Aim of the exercise: Gather every line of the records below that contains the string "trace". Letter case must match.

[Extracted data entries]
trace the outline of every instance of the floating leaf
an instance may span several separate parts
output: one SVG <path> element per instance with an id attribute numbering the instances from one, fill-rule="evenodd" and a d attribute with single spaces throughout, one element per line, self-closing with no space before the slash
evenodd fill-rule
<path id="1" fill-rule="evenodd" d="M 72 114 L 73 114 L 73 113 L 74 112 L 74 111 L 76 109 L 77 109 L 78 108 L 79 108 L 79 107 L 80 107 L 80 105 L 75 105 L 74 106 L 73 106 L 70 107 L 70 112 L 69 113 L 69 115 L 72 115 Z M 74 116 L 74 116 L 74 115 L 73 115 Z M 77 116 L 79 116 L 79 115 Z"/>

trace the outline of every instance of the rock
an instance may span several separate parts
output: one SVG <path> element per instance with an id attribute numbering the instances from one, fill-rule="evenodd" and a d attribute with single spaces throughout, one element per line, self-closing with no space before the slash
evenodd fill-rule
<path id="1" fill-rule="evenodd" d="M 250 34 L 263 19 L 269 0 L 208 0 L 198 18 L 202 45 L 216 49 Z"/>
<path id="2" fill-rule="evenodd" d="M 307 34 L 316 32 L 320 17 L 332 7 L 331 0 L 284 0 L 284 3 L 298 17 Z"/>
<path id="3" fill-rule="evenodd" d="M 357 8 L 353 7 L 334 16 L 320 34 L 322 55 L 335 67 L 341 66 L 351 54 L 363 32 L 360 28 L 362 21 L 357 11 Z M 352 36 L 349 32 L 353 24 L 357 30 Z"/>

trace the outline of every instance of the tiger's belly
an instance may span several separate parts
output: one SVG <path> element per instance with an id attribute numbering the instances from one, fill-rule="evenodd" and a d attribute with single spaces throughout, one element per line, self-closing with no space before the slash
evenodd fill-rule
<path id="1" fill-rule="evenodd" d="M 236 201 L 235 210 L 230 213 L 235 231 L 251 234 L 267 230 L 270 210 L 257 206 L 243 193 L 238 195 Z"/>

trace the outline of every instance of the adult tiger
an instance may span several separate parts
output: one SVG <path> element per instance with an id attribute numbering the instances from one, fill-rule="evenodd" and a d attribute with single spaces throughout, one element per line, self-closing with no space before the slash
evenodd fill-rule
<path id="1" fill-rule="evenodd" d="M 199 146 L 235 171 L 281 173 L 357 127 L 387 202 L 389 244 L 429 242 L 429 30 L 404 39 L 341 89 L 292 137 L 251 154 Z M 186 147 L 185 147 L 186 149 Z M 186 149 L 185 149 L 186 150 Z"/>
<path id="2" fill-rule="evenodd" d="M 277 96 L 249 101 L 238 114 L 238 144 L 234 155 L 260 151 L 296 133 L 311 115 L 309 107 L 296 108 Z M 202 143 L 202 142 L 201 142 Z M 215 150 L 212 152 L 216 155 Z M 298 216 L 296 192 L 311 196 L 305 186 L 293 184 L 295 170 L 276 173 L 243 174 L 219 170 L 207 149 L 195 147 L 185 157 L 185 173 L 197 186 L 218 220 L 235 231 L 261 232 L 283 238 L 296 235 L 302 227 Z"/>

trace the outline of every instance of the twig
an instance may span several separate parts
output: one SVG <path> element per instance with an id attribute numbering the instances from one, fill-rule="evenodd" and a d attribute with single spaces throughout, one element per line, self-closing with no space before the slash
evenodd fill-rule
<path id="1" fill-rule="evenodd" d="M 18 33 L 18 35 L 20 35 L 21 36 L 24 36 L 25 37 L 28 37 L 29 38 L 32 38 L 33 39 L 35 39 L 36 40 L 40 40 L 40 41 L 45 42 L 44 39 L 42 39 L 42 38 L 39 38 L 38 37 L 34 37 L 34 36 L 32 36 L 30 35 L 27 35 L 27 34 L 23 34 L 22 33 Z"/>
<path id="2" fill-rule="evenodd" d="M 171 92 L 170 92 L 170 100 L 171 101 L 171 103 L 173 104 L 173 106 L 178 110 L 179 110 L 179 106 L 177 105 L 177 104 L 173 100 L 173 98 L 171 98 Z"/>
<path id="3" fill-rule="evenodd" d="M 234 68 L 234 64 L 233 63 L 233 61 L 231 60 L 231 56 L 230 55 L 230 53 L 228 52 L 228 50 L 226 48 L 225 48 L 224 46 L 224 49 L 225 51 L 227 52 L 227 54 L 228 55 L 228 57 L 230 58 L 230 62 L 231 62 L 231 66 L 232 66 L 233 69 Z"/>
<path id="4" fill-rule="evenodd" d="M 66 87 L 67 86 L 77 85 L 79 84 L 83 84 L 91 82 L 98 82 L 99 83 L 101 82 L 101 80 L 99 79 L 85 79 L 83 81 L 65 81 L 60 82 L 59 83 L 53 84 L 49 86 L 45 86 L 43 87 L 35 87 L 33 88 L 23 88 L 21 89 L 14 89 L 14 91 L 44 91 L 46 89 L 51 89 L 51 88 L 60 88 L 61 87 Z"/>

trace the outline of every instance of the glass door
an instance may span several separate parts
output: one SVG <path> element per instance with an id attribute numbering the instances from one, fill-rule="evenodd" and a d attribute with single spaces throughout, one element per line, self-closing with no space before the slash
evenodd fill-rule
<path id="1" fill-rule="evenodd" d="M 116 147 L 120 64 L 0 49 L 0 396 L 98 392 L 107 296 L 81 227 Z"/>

Solution:
trace the outline of every instance of the floating leaf
trace the outline of every instance of the rock
trace the outline of every instance of the tiger's belly
trace the outline of every instance of the adult tiger
trace the outline of every instance of the twig
trace the outline of every instance of the glass door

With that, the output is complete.